═════ Record excerpts ═════

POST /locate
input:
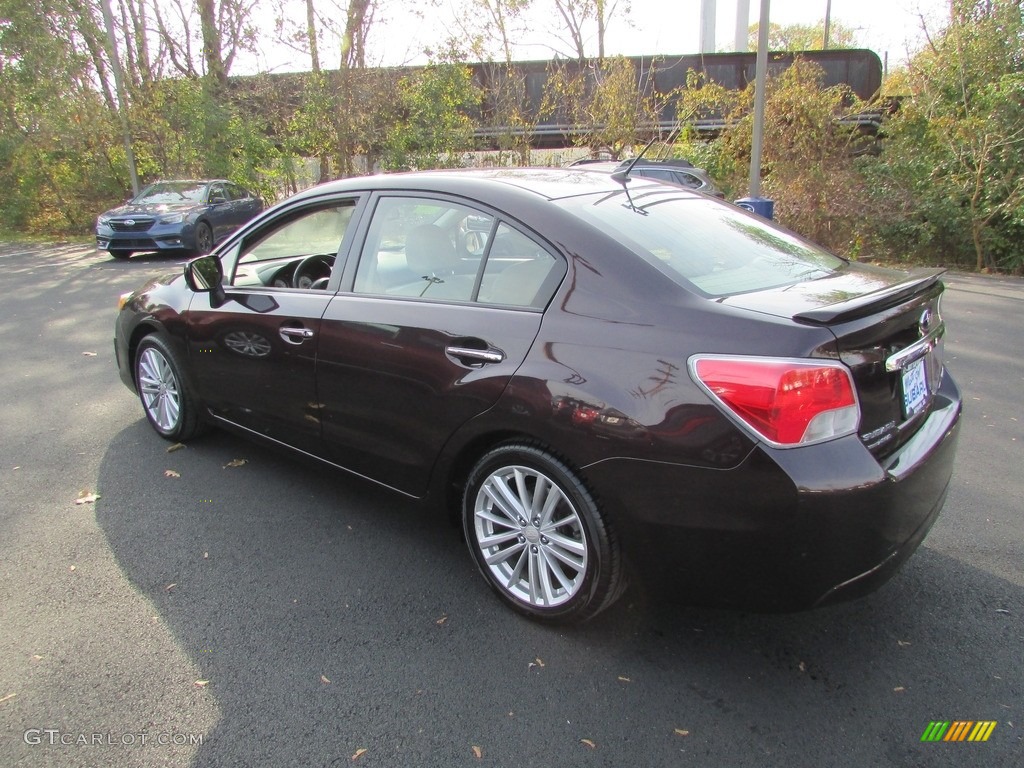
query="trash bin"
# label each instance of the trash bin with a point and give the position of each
(761, 206)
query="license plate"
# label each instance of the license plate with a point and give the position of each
(914, 388)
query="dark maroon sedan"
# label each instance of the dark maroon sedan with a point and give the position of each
(609, 379)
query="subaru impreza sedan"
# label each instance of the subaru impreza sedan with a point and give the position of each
(184, 215)
(606, 379)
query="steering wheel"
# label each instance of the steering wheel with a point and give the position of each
(313, 271)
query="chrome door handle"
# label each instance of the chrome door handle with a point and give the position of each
(296, 335)
(476, 355)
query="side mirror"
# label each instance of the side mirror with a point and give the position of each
(206, 275)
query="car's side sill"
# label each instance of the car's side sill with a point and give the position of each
(291, 449)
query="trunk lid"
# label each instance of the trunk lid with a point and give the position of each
(888, 331)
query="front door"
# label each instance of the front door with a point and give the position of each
(259, 348)
(428, 337)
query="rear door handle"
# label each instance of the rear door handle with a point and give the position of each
(472, 356)
(296, 335)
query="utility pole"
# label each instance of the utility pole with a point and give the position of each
(761, 78)
(708, 13)
(741, 39)
(824, 41)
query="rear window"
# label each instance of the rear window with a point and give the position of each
(712, 247)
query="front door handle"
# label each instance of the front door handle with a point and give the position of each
(471, 356)
(296, 335)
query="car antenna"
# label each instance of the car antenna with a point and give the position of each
(624, 176)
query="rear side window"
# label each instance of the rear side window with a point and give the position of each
(715, 248)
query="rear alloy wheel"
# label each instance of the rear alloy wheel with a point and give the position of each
(204, 239)
(168, 403)
(539, 537)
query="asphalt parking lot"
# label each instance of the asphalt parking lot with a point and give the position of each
(227, 605)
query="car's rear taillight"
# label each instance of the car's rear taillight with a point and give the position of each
(786, 402)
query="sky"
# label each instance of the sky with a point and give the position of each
(652, 27)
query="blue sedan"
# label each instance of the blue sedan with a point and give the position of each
(186, 215)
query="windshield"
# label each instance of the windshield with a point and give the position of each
(173, 192)
(709, 246)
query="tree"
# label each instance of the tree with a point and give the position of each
(953, 160)
(805, 36)
(433, 126)
(579, 16)
(607, 108)
(809, 162)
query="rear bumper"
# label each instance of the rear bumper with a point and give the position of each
(787, 529)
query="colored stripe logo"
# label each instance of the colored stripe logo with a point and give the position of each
(958, 730)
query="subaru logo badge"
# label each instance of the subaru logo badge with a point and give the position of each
(926, 322)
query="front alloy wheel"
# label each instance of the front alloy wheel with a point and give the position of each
(166, 400)
(538, 536)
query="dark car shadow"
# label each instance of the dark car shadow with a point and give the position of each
(331, 616)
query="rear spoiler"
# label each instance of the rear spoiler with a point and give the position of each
(918, 282)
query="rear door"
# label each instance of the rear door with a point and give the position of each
(445, 301)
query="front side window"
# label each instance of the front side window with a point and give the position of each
(298, 251)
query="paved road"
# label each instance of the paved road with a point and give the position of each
(329, 617)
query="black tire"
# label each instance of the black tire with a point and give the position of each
(563, 563)
(166, 396)
(204, 239)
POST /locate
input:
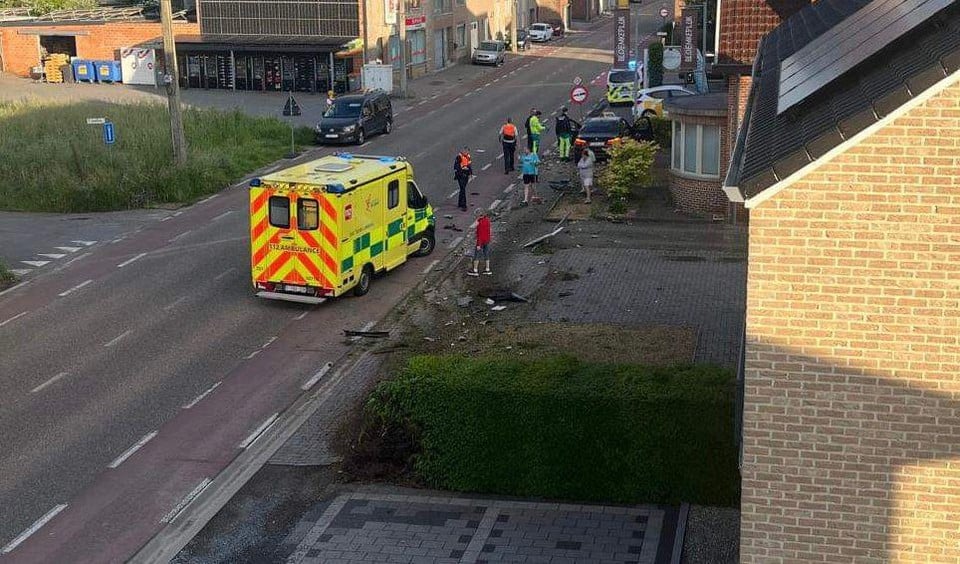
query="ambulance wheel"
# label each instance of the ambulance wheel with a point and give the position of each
(363, 285)
(427, 243)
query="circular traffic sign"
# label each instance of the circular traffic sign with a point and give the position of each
(578, 94)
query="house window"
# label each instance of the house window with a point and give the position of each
(696, 149)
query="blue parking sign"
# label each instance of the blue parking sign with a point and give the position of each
(109, 135)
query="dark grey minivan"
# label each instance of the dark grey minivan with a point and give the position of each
(354, 117)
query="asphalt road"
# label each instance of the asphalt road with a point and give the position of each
(155, 339)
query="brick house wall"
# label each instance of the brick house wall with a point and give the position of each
(99, 41)
(700, 196)
(852, 377)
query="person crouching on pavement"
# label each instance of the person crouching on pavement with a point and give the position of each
(482, 250)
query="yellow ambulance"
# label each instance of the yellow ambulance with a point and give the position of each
(324, 228)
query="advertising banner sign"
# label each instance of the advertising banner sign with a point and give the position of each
(688, 39)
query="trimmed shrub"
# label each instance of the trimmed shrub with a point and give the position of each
(559, 428)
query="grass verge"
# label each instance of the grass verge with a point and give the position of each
(558, 428)
(7, 278)
(55, 162)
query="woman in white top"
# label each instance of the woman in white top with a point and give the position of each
(585, 168)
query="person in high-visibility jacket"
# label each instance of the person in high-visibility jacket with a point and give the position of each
(508, 139)
(536, 130)
(565, 128)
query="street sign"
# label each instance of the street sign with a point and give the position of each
(578, 94)
(291, 108)
(109, 135)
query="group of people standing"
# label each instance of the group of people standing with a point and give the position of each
(565, 127)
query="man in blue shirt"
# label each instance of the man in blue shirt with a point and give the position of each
(529, 164)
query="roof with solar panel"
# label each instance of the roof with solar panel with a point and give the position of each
(831, 71)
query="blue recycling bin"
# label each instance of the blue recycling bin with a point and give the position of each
(108, 71)
(84, 71)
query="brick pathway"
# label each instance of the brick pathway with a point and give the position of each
(435, 529)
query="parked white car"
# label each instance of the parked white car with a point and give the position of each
(540, 32)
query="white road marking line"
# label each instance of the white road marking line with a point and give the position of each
(184, 234)
(316, 377)
(17, 316)
(118, 338)
(74, 289)
(75, 259)
(259, 431)
(224, 273)
(48, 382)
(129, 261)
(129, 452)
(186, 501)
(175, 303)
(33, 528)
(430, 266)
(199, 398)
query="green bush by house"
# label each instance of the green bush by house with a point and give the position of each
(53, 161)
(559, 428)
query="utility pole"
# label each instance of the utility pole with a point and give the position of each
(402, 32)
(173, 86)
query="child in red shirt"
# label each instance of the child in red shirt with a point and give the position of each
(483, 243)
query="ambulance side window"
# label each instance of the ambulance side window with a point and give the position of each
(280, 211)
(308, 214)
(393, 194)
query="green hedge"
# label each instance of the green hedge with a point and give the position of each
(563, 429)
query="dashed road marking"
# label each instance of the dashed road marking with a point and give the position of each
(49, 382)
(74, 289)
(199, 398)
(14, 318)
(130, 451)
(316, 377)
(186, 501)
(118, 338)
(252, 438)
(33, 528)
(129, 261)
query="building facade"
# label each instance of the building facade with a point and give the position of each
(851, 405)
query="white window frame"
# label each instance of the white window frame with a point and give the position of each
(677, 164)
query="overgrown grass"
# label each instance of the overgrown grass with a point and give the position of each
(7, 278)
(53, 161)
(559, 428)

═════

| Task brief |
All the lines above need to be repeated exactly, with no pictures carried over.

| Answer space |
POST /locate
input:
query="trash bin"
# label each instance of the trash bin with a point and give the position of each
(761, 206)
query="license plate"
# label each instance of the license plate with a point and give the position of each
(914, 388)
query="dark maroon sedan"
# label each instance of the dark maroon sedan with a point and give the position of each
(609, 379)
query="subaru impreza sedan"
# label each instance of the subaru impreza sedan with a point and give the position of each
(184, 215)
(606, 379)
query="steering wheel"
# label each instance of the steering wheel with a point and give the position of each
(313, 271)
query="chrome door handle"
# label each instance of the chrome door handle with a point and give the position of each
(296, 335)
(476, 355)
query="side mirror"
# label each instance of the side mirror with a point and give the position of each
(206, 275)
query="car's side sill"
# label each instance of the car's side sill with a point and give the position of each
(291, 449)
query="trunk lid"
# label each instance of the trunk lid with a point and give the position of each
(888, 331)
query="front door"
# label each instance of the front door with a point and give the position of each
(259, 348)
(428, 337)
query="rear door handle"
# label each instance of the rear door handle with a point and give the position of each
(472, 356)
(296, 335)
query="utility pole"
# label each instance of the utility pole with a point and give the position of each
(761, 78)
(708, 13)
(741, 39)
(824, 41)
query="rear window"
# label each instance of the rear window with a point and give the position of each
(712, 247)
query="front door handle"
# label each instance of the front door handle with a point and give the position of each
(471, 356)
(296, 335)
query="car antenna"
# label each instance of the car antenna with a point and give the position of each
(624, 176)
query="rear side window"
# label each instance of the rear side window with a point and give the position of each
(715, 248)
query="rear alloy wheel"
# label each instance of the rear alloy wheel with a point and give the position of each
(204, 239)
(168, 403)
(539, 537)
query="asphalt parking lot"
# label each instance of the asphalt parking lot with a point and give the position of each
(227, 605)
query="car's rear taillight"
# label each instance of the car's rear taillight with a point and give the position of each
(786, 402)
query="sky"
# label each instance of the sky with a point and give the position of each
(652, 27)
query="blue sedan"
# label each instance of the blue sedan with a point and give the position of each
(186, 215)
query="windshield"
# label each instance of the windshield with a point and give the position of each
(173, 192)
(709, 246)
query="tree"
# label each instance of the tree with a point and give the position of each
(953, 160)
(805, 36)
(433, 126)
(579, 16)
(607, 108)
(809, 162)
query="rear bumper"
# label each instance of the rear bumper with a point and give the position of each
(787, 529)
query="colored stripe logo"
# label each instance of the colored stripe logo with a point and give the position of each
(958, 730)
query="subaru logo badge"
# label each instance of the subaru logo badge with a point and give the position of each
(926, 322)
query="front alloy wheel"
# label each instance of the front alloy wheel with a point and give the position of each
(166, 400)
(538, 536)
query="dark car shadow"
# label each instance of the dark car shadow with a point and give the position of each
(331, 616)
query="rear spoiler"
# label each instance of the rear spoiler with a point and give the position of each
(918, 282)
query="rear door"
# label each instance of the rear door with a point and give the position of each
(445, 301)
query="front side window"
# label each instance of the front side window with a point and give the position of each
(298, 251)
query="paved road"
# label each instance of the paved road with a point and give the position of each
(329, 617)
query="black tire"
# label each instance of the black tire with a point and give the position of each
(563, 563)
(166, 396)
(204, 239)
POST /locate
input:
query="ambulance wheel"
# label each instance of the ambulance wheel with a point and give the position of each
(363, 285)
(427, 243)
query="circular traffic sign"
# label each instance of the circular traffic sign with a point and give the position of each
(578, 94)
query="house window"
# label each instance of the house window with a point and give the position of each
(696, 149)
query="blue parking sign"
# label each instance of the blue parking sign with a point and give the position of each
(109, 135)
query="dark grey minivan"
# label each instance of the dark grey minivan with a point and give the position of each
(354, 117)
query="asphalt road"
# label each instance of the asphalt road with a point and give the position of each
(155, 339)
query="brick house wall"
# label each instance of the brick house wall with a point and give the position of each
(99, 41)
(700, 196)
(852, 377)
query="person crouching on pavement"
# label each instance of the person crouching on pavement with a point and give the position of each
(482, 250)
query="yellow ambulance"
# label each instance of the yellow ambulance with a point and give the position of each
(324, 228)
query="advertising banner sign"
# label each instance of the advertising banner sign with a point and give the position of each
(688, 39)
query="trimmed shrub"
# label each instance of the trimmed shrub with a point and give the position of each
(559, 428)
query="grass verge"
# label each instance of the grass verge with a point and give the position of each
(558, 428)
(7, 278)
(55, 162)
query="woman in white top"
# label each instance of the woman in white top with a point and give the position of each
(585, 168)
query="person in high-visibility jacket"
# label each instance of the person in high-visibility jacket with a point and give the position of each
(508, 139)
(536, 130)
(565, 128)
query="street sign"
# label each instance of the street sign with a point and give the position of each
(578, 94)
(291, 108)
(109, 135)
query="group of people standing"
# label each instance of the group of people standing with a point and give the position of each
(565, 127)
query="man in blue shirt"
# label each instance of the man in blue shirt with a point and give the position of each
(529, 164)
query="roof with solar panel"
# label each instance of the roof with solar panel with a point and give the position of each
(831, 71)
query="blue recycling bin"
# label each instance of the blue recycling bin with a point and give the position of each
(108, 71)
(84, 71)
query="brick pathway"
# label each instance of the brick pathway with a point and give the position of each
(435, 529)
query="parked white car"
# label each instance of the parked white car with a point and give the position of each
(540, 32)
query="white road marking line"
# label each instance of the white road marking line with a point and give the position of each
(184, 234)
(316, 377)
(17, 316)
(118, 338)
(74, 289)
(75, 259)
(259, 431)
(224, 273)
(48, 382)
(129, 261)
(129, 452)
(186, 501)
(175, 303)
(33, 528)
(430, 266)
(199, 398)
query="green bush by house"
# label each instance of the green bush by house with a point and give the position of each
(53, 161)
(559, 428)
query="utility pole"
# label each instance of the utility pole with a point and give the position of each
(402, 32)
(173, 86)
query="child in red shirt"
# label each instance of the child in red shirt with a point and give the position of each
(483, 243)
query="ambulance side window"
# label each instance of the ambulance side window with a point and give the position of each
(280, 211)
(308, 214)
(393, 194)
query="green hedge"
# label each instance of the green hedge with a point and give the position of each
(563, 429)
query="dashed road marking"
# label each instance of the dashed road marking with a point and give the position of each
(49, 382)
(74, 289)
(199, 398)
(14, 318)
(130, 451)
(316, 377)
(186, 501)
(118, 338)
(252, 438)
(33, 528)
(129, 261)
query="building facade"
# label each instance of the building facade with a point and give the position of each
(851, 405)
query="white window frame"
# label each instance of the white window frame with a point and give the position of each
(677, 164)
query="overgrown grass"
# label each instance of the overgrown grass with a point and give the position of each
(7, 278)
(53, 161)
(559, 428)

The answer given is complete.